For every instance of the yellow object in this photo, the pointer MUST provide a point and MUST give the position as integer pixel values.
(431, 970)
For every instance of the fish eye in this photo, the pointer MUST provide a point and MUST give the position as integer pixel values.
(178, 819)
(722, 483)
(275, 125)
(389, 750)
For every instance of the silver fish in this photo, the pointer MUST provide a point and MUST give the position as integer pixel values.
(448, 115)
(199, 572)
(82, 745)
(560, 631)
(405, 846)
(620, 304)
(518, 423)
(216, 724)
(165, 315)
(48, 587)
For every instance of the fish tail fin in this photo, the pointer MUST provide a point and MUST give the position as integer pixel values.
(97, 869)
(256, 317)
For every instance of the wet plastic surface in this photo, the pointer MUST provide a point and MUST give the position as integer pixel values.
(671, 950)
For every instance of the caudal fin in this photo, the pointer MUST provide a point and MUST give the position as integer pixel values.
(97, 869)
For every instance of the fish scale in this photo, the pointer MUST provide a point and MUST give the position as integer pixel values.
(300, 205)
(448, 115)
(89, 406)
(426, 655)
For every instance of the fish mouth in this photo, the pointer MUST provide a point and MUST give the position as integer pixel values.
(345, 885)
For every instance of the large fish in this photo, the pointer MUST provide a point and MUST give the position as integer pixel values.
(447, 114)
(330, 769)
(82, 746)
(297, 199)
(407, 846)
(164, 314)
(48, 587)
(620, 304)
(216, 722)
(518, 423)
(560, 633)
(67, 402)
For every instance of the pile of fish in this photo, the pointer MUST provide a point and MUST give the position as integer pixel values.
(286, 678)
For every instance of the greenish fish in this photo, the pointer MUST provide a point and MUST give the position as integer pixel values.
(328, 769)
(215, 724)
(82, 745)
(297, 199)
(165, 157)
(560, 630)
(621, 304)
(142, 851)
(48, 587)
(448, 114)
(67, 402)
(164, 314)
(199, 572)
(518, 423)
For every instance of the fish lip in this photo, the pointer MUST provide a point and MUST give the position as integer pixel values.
################
Reproduce verbatim the lines of the listing from the one containing "For every instance of the greenish" through the last line of the listing, both ends included.

For every instance of the greenish fish in this photo, the pointer MUST provide a point and MUST give the position as integer pixel values.
(328, 769)
(215, 724)
(82, 745)
(297, 199)
(165, 157)
(560, 630)
(621, 304)
(142, 851)
(48, 587)
(448, 114)
(67, 402)
(164, 314)
(199, 572)
(518, 423)
For every instance of the fish lip in this photo, the pointer MUST provide a point and MUST give the position as integer pixel values.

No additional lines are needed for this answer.